SHORT EXERCISE — Format every line of the data below as a numbered list, omitting blank lines.

--- begin PROVIDED INFORMATION ---

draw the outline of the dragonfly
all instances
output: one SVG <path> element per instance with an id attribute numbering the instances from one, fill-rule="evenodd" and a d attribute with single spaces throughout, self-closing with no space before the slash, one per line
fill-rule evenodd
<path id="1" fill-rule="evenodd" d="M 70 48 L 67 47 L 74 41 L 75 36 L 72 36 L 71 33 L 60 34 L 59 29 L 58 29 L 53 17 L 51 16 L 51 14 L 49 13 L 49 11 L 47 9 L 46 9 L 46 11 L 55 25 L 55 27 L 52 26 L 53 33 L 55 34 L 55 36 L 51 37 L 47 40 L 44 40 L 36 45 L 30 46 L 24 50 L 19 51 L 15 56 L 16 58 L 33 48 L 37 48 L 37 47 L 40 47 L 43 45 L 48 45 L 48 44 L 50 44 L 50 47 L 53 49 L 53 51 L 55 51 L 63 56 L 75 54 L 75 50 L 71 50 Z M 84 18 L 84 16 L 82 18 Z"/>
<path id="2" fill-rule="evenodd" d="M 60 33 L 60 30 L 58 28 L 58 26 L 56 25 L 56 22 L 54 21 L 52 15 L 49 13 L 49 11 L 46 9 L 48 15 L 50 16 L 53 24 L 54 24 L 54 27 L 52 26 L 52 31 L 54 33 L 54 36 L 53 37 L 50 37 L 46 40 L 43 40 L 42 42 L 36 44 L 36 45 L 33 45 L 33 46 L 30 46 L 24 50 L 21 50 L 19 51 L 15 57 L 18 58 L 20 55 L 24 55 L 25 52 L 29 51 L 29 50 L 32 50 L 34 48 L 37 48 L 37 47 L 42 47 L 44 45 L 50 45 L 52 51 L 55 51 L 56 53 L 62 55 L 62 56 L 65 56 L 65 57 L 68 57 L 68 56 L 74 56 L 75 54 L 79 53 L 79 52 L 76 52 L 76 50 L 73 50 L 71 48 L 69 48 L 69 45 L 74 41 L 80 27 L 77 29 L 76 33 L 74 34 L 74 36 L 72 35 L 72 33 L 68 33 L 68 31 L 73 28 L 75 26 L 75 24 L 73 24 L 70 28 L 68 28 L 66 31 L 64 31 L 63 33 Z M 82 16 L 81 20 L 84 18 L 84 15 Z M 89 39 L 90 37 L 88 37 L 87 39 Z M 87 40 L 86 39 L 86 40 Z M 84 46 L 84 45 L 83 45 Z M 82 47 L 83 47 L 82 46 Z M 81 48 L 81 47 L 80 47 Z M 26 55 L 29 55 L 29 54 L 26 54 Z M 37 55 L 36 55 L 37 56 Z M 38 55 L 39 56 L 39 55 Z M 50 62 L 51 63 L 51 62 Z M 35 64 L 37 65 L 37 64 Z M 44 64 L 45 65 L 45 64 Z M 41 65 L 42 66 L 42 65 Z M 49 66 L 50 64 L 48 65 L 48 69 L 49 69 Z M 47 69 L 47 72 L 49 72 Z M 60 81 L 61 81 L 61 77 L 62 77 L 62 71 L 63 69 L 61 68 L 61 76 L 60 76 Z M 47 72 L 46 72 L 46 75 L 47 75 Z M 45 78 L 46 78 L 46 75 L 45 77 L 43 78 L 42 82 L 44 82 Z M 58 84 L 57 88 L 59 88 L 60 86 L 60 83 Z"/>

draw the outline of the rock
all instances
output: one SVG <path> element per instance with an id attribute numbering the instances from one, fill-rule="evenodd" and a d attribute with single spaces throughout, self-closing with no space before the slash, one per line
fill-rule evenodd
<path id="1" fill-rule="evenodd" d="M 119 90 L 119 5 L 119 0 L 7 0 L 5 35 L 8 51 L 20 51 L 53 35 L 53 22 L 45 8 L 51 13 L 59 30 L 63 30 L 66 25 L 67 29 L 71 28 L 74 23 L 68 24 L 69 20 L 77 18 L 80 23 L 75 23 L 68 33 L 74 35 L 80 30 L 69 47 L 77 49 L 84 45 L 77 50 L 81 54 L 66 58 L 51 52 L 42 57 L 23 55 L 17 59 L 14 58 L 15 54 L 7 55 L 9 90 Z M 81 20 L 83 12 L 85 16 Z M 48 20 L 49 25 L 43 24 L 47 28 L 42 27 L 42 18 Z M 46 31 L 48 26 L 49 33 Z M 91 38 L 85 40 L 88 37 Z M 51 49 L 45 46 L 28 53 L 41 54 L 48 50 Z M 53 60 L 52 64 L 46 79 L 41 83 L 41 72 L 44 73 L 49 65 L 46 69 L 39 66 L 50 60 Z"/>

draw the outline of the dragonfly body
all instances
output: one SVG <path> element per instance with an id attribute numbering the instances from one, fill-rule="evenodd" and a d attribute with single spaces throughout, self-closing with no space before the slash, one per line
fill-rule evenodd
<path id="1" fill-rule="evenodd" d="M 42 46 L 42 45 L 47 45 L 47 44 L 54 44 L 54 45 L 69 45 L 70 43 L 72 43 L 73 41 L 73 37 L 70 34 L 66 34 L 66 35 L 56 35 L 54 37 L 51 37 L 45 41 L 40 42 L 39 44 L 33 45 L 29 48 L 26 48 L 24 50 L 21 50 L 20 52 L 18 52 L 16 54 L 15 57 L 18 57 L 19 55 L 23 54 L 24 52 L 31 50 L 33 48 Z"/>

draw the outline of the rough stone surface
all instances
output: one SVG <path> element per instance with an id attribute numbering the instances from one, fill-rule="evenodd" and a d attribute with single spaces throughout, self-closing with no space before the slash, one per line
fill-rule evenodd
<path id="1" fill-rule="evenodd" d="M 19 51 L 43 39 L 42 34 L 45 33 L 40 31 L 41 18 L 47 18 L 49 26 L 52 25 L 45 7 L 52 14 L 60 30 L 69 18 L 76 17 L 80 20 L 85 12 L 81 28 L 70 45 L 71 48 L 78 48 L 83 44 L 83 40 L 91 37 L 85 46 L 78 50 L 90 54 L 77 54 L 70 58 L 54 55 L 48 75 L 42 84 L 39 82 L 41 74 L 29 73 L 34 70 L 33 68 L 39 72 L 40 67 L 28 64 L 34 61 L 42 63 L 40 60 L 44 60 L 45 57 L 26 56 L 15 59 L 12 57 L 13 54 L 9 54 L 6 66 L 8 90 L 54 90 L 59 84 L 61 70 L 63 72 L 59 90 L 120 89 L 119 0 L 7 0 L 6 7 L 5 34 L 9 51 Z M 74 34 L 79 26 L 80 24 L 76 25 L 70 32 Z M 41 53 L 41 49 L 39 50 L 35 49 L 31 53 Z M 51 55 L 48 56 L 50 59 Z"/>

--- end PROVIDED INFORMATION ---

TASK OUTPUT —
1. draw the outline of the dragonfly
2. all instances
3. output: one SVG <path> element per instance with an id attribute numbering the instances from one, fill-rule="evenodd" and a d attribute with single spaces throughout, self-closing with no space before the slash, one per line
4. fill-rule evenodd
5. <path id="1" fill-rule="evenodd" d="M 70 48 L 67 47 L 74 41 L 75 36 L 72 36 L 71 33 L 60 34 L 59 29 L 58 29 L 53 17 L 51 16 L 51 14 L 49 13 L 49 11 L 47 9 L 46 9 L 46 11 L 55 25 L 55 27 L 52 26 L 53 33 L 55 34 L 55 36 L 51 37 L 47 40 L 44 40 L 36 45 L 30 46 L 24 50 L 19 51 L 15 56 L 16 58 L 33 48 L 37 48 L 37 47 L 40 47 L 43 45 L 48 45 L 48 44 L 50 44 L 50 47 L 53 49 L 53 51 L 55 51 L 63 56 L 75 54 L 75 50 L 71 50 Z M 84 18 L 84 16 L 82 18 Z"/>
6. <path id="2" fill-rule="evenodd" d="M 60 33 L 60 30 L 58 28 L 58 26 L 56 25 L 56 22 L 54 21 L 52 15 L 49 13 L 49 11 L 46 9 L 48 15 L 50 16 L 53 24 L 54 24 L 54 27 L 52 26 L 52 31 L 54 33 L 54 36 L 53 37 L 50 37 L 46 40 L 43 40 L 42 42 L 36 44 L 36 45 L 33 45 L 33 46 L 30 46 L 24 50 L 21 50 L 19 51 L 15 57 L 18 58 L 20 55 L 24 55 L 25 52 L 29 51 L 29 50 L 32 50 L 34 48 L 37 48 L 37 47 L 42 47 L 44 45 L 50 45 L 52 51 L 55 51 L 56 53 L 62 55 L 62 56 L 65 56 L 65 57 L 68 57 L 68 56 L 74 56 L 75 54 L 79 53 L 79 52 L 76 52 L 76 50 L 73 50 L 71 48 L 69 48 L 69 45 L 74 41 L 80 27 L 77 29 L 76 33 L 74 34 L 74 36 L 72 35 L 72 33 L 68 33 L 68 31 L 73 28 L 75 26 L 75 24 L 73 24 L 70 28 L 68 28 L 66 31 L 64 31 L 63 33 Z M 82 16 L 81 20 L 84 18 L 84 15 Z M 89 39 L 90 37 L 88 37 L 87 39 Z M 87 40 L 86 39 L 86 40 Z M 84 46 L 84 45 L 83 45 Z M 82 47 L 83 47 L 82 46 Z M 81 48 L 81 47 L 80 47 Z M 26 55 L 29 55 L 29 54 L 26 54 Z M 37 55 L 36 55 L 37 56 Z M 38 55 L 39 56 L 39 55 Z M 50 62 L 51 63 L 51 62 Z M 35 64 L 37 65 L 37 64 Z M 44 64 L 45 65 L 45 64 Z M 41 65 L 42 66 L 42 65 Z M 49 66 L 50 64 L 48 65 L 48 69 L 49 69 Z M 47 69 L 47 72 L 49 72 Z M 60 81 L 61 81 L 61 77 L 62 77 L 62 71 L 63 69 L 61 68 L 61 76 L 60 76 Z M 47 72 L 46 72 L 46 75 L 47 75 Z M 45 78 L 46 78 L 46 75 L 45 77 L 43 78 L 42 82 L 44 82 Z M 58 84 L 57 88 L 59 88 L 60 86 L 60 83 Z"/>
7. draw the outline of the rock
8. all instances
9. output: one SVG <path> element per instance with an id attribute numbering the instances from one, fill-rule="evenodd" and a d attribute with single spaces throughout, self-closing with no space before the slash, one per line
10. fill-rule evenodd
11. <path id="1" fill-rule="evenodd" d="M 119 90 L 119 5 L 119 0 L 7 0 L 5 35 L 8 51 L 20 51 L 53 35 L 53 22 L 45 8 L 51 13 L 59 30 L 63 30 L 66 25 L 67 29 L 71 28 L 74 23 L 68 24 L 69 20 L 77 18 L 80 23 L 75 23 L 68 33 L 74 35 L 80 30 L 69 47 L 77 49 L 84 45 L 77 50 L 81 54 L 66 58 L 51 52 L 42 57 L 23 55 L 17 59 L 14 58 L 15 54 L 7 55 L 9 90 Z M 81 20 L 83 12 L 85 16 Z M 48 20 L 49 25 L 43 24 L 47 28 L 42 27 L 42 18 Z M 46 31 L 48 26 L 49 33 Z M 91 38 L 85 40 L 88 37 Z M 51 49 L 45 46 L 28 53 L 41 54 L 48 50 Z M 53 60 L 52 64 L 46 79 L 41 83 L 41 72 L 44 73 L 49 65 L 46 69 L 39 66 L 50 60 Z"/>
12. draw the outline of the dragonfly body
13. all instances
14. output: one SVG <path> element per instance with an id attribute numbering the instances from one, fill-rule="evenodd" and a d attribute with single spaces throughout, self-closing with no space before the slash, one per line
15. fill-rule evenodd
16. <path id="1" fill-rule="evenodd" d="M 42 46 L 42 45 L 47 45 L 47 44 L 54 44 L 54 45 L 69 45 L 70 43 L 72 43 L 73 41 L 73 37 L 70 34 L 66 34 L 66 35 L 56 35 L 54 37 L 51 37 L 45 41 L 40 42 L 39 44 L 33 45 L 29 48 L 26 48 L 24 50 L 21 50 L 20 52 L 18 52 L 16 54 L 15 57 L 18 57 L 19 55 L 23 54 L 24 52 L 31 50 L 33 48 Z"/>
17. draw the outline of the rough stone surface
18. all instances
19. output: one SVG <path> element per instance with an id attribute numbering the instances from one, fill-rule="evenodd" and a d attribute with single spaces throughout, self-closing with no space before the slash, one per line
20. fill-rule evenodd
21. <path id="1" fill-rule="evenodd" d="M 19 51 L 43 39 L 42 34 L 45 33 L 40 31 L 41 18 L 47 18 L 49 26 L 52 25 L 45 7 L 52 14 L 60 30 L 69 18 L 76 17 L 80 20 L 85 12 L 81 28 L 70 45 L 71 48 L 78 48 L 83 44 L 83 40 L 91 37 L 85 46 L 78 50 L 90 54 L 77 54 L 70 58 L 54 55 L 48 75 L 42 84 L 39 82 L 41 74 L 29 73 L 34 70 L 33 68 L 39 72 L 40 67 L 28 64 L 34 61 L 42 63 L 40 60 L 44 60 L 45 57 L 26 56 L 15 59 L 12 57 L 13 54 L 9 54 L 6 66 L 8 90 L 54 90 L 59 84 L 61 70 L 63 72 L 59 90 L 120 89 L 119 0 L 7 0 L 6 7 L 5 34 L 9 51 Z M 74 34 L 79 26 L 80 24 L 76 25 L 70 32 Z M 41 53 L 41 49 L 39 50 L 35 49 L 31 53 Z M 51 55 L 48 56 L 50 59 Z"/>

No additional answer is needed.